▶ _Records for the exercise_:
• • • •
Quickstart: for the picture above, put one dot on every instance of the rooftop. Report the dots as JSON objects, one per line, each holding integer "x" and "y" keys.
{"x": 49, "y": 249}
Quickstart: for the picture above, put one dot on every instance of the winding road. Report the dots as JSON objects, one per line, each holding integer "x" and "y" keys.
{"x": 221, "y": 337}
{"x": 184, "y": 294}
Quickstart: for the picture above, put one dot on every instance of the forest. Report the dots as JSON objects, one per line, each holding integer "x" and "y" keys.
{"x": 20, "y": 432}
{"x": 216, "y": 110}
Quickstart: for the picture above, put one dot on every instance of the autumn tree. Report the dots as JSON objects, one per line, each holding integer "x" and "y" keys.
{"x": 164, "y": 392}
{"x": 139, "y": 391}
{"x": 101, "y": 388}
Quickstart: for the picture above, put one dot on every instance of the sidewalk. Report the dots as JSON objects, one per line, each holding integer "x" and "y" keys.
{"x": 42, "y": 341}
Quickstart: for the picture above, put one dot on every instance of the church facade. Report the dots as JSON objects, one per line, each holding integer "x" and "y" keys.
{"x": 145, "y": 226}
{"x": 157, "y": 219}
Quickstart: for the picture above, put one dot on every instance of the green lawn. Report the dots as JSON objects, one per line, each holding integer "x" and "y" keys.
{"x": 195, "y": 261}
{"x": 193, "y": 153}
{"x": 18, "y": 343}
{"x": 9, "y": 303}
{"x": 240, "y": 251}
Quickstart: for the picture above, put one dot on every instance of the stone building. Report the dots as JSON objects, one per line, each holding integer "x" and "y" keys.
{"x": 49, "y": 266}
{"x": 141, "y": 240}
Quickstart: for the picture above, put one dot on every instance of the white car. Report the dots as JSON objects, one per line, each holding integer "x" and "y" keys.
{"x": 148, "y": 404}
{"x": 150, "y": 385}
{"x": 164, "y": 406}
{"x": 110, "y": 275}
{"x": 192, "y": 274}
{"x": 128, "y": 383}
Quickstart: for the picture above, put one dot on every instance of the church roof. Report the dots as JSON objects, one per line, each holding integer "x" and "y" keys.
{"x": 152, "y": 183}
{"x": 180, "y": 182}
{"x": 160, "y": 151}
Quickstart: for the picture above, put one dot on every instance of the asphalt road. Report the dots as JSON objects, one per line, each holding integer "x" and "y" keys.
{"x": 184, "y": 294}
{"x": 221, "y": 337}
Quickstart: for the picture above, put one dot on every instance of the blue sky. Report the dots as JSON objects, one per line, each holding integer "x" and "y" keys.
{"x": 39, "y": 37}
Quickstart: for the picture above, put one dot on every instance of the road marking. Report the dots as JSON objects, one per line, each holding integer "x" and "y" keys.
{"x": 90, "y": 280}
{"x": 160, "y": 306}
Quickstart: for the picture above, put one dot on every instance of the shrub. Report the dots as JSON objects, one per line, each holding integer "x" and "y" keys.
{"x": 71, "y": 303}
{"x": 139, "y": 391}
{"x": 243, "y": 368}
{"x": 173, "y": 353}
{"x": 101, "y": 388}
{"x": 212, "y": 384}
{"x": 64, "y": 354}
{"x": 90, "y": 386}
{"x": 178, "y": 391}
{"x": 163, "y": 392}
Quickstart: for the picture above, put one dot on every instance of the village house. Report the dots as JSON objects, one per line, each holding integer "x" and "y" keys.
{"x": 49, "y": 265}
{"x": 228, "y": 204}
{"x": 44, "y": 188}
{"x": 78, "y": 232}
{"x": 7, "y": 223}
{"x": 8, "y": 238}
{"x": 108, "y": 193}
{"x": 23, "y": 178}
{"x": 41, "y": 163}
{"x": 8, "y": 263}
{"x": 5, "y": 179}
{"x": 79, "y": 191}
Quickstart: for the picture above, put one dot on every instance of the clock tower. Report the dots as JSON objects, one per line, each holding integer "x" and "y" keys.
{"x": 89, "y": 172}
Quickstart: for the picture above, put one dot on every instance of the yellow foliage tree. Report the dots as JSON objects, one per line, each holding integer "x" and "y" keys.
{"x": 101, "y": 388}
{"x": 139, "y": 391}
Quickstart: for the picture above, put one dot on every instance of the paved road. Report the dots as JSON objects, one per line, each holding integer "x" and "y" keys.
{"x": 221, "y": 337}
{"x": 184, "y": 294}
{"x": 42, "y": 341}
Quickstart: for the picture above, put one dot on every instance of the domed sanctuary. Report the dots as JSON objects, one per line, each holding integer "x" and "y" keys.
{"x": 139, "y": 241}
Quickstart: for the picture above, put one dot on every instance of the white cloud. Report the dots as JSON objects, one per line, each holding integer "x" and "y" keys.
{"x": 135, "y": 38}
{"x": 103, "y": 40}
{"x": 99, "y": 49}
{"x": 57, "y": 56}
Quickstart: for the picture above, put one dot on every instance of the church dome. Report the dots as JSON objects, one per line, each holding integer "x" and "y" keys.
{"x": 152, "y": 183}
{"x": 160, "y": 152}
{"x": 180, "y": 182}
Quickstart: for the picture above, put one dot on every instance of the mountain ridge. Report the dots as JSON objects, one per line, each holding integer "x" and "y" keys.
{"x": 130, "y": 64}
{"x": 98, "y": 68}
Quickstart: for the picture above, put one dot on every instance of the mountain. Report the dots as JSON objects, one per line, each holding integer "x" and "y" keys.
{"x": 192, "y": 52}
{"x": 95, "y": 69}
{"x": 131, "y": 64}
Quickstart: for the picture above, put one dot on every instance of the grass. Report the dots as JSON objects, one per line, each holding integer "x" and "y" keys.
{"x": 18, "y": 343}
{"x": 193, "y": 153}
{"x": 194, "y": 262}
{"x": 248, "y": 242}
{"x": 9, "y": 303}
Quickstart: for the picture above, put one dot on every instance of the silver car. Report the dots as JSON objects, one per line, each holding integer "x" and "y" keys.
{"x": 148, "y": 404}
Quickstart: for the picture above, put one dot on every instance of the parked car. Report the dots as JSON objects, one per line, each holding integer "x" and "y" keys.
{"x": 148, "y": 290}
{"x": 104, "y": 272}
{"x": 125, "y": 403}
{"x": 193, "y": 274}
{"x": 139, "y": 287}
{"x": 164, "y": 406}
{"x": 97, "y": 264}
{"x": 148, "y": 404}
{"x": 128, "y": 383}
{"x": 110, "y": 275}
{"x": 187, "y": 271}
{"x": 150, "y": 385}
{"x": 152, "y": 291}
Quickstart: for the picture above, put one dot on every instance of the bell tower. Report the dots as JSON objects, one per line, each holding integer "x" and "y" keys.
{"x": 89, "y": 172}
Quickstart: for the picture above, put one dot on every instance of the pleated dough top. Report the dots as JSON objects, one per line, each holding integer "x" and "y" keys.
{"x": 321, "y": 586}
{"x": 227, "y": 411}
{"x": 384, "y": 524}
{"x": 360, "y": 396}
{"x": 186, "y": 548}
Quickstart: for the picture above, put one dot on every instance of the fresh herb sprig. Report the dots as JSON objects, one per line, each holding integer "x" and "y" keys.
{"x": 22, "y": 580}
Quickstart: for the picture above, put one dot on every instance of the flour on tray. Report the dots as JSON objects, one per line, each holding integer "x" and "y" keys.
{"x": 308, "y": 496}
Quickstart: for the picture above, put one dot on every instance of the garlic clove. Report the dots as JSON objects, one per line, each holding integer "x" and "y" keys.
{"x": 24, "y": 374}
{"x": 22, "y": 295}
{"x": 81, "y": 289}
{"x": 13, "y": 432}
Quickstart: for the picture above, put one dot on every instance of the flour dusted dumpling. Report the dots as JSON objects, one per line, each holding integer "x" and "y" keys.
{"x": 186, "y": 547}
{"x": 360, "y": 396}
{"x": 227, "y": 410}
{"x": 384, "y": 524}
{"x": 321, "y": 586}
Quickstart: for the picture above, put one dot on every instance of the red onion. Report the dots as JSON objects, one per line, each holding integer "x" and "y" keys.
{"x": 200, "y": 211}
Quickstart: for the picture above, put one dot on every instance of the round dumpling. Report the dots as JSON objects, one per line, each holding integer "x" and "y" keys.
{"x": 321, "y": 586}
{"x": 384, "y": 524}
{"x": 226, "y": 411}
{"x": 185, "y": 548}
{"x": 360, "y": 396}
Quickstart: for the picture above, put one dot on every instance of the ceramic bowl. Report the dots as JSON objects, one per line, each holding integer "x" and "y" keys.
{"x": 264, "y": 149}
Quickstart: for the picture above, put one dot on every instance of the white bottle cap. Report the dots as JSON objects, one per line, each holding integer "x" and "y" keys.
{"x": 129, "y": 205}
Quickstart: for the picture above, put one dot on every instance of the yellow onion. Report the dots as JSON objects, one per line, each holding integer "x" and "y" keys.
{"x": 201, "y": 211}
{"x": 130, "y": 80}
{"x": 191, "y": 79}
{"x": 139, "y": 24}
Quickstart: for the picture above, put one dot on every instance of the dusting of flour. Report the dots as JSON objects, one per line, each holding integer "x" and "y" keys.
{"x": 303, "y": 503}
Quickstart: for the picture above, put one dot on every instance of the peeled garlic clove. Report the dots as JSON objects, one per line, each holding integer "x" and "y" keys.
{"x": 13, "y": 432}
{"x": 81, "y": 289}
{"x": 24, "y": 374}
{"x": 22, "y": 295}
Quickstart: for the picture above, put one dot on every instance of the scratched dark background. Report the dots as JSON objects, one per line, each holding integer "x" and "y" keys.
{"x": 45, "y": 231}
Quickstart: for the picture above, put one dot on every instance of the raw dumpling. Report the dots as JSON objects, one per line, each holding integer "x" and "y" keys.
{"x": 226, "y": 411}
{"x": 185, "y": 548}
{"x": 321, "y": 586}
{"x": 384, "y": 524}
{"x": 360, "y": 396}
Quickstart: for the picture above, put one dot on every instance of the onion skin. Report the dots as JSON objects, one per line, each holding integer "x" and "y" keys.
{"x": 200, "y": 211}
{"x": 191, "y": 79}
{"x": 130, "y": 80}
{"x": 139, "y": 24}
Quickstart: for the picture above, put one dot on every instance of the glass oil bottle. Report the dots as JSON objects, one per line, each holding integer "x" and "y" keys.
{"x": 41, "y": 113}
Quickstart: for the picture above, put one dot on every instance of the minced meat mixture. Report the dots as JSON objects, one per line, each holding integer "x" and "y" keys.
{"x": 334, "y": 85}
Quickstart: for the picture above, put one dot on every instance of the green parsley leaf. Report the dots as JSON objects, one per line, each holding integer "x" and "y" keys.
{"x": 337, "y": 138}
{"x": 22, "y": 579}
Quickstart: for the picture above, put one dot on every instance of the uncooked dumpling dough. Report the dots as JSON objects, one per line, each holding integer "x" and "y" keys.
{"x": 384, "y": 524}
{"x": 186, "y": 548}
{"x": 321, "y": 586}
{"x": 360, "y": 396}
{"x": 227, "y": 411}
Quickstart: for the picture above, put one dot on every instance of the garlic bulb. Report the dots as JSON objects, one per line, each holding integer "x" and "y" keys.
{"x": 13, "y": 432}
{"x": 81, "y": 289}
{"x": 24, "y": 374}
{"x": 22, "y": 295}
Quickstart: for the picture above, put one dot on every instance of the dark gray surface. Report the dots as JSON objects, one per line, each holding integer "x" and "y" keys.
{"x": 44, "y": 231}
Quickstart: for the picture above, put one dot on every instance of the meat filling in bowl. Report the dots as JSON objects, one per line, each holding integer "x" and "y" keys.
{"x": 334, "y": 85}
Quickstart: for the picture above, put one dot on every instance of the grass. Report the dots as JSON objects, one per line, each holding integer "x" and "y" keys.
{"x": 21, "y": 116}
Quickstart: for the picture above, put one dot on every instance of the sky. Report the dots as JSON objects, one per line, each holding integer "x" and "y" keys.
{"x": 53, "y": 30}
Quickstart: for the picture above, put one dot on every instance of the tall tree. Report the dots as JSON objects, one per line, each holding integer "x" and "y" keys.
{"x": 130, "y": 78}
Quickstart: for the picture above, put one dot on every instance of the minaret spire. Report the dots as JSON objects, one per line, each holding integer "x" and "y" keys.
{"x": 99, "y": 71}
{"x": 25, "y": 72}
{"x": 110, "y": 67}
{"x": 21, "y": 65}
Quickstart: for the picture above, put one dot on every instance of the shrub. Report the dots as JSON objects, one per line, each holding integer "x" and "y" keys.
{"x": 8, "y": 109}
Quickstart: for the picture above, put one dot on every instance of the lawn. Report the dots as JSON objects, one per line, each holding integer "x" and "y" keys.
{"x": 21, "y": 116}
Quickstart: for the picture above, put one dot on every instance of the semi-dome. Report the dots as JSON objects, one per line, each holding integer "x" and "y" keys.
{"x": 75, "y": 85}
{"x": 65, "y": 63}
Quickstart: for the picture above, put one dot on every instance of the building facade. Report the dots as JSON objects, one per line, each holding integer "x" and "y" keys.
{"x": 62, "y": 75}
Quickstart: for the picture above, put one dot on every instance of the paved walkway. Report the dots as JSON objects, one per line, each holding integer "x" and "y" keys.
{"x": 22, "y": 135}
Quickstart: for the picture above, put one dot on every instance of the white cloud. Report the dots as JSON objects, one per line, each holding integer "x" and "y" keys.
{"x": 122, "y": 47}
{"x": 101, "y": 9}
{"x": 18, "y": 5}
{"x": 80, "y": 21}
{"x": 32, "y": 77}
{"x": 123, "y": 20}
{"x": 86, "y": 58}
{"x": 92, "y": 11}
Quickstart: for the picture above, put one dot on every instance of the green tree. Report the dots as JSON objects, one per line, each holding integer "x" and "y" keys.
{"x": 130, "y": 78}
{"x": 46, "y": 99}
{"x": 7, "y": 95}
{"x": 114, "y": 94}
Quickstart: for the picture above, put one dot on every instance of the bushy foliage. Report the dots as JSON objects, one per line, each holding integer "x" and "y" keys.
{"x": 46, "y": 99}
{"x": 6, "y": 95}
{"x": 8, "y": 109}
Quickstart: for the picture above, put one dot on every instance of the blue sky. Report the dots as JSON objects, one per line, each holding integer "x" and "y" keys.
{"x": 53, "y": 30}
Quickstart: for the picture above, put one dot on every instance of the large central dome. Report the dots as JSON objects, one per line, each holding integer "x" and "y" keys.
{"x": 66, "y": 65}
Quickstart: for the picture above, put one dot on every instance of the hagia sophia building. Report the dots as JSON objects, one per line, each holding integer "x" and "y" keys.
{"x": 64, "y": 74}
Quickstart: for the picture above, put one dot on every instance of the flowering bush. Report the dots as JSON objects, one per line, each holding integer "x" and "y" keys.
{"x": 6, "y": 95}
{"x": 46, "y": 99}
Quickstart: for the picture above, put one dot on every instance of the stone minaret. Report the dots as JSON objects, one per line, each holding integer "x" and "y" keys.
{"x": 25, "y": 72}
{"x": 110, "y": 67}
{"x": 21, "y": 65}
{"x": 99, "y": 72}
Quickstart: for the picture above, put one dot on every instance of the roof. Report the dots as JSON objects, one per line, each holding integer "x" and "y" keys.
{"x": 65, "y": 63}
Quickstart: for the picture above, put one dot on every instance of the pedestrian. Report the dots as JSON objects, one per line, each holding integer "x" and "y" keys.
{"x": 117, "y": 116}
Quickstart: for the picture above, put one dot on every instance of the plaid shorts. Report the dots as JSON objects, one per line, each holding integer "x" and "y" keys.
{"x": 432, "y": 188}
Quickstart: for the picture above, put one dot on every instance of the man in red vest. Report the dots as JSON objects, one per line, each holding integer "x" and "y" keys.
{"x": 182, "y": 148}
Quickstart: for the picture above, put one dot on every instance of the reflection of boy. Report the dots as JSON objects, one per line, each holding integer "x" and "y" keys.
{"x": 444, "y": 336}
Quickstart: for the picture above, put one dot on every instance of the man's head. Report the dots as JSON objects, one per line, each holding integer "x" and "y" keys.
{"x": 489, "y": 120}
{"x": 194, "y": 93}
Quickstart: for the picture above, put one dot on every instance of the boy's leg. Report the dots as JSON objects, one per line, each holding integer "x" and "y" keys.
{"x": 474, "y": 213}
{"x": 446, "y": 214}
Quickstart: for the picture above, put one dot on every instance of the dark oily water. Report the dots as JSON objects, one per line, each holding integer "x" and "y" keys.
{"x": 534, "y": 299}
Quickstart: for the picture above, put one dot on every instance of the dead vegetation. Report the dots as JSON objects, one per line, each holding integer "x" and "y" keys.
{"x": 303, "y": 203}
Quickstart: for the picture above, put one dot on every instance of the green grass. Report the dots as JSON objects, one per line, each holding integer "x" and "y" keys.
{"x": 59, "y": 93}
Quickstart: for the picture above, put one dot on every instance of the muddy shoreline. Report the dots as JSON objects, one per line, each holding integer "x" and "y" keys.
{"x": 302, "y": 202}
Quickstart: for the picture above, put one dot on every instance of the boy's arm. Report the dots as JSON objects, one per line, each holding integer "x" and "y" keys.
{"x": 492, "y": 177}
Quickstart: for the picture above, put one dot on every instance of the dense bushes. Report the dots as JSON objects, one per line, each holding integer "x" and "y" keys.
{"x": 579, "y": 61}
• • • •
▶ _Task requirements_:
Exactly and only the lines from the line containing "the green grass." through the last line of the entries should be copied, both ends included.

▶ _Answer to this problem_:
Quickstart: for the picture above, put one dot on every instance of the green grass. Report the dots as JSON objects, one per line, each holding integer "x" and "y" keys.
{"x": 59, "y": 93}
Quickstart: for the picture above, put one dot on every instance of the muddy shoreline. Report the dots as JSON objects, one per line, each holding integer "x" and "y" keys.
{"x": 302, "y": 202}
Quickstart: for the picture above, put one dot on every instance of the boy's arm. Report the dots as JSON objects, one per line, each holding integer "x" and "y" keys.
{"x": 492, "y": 177}
Quickstart: for the picture above, put one dot on every instance of the dense bushes. Report the dots as JSON objects, one per line, each holding integer "x" and "y" keys.
{"x": 579, "y": 61}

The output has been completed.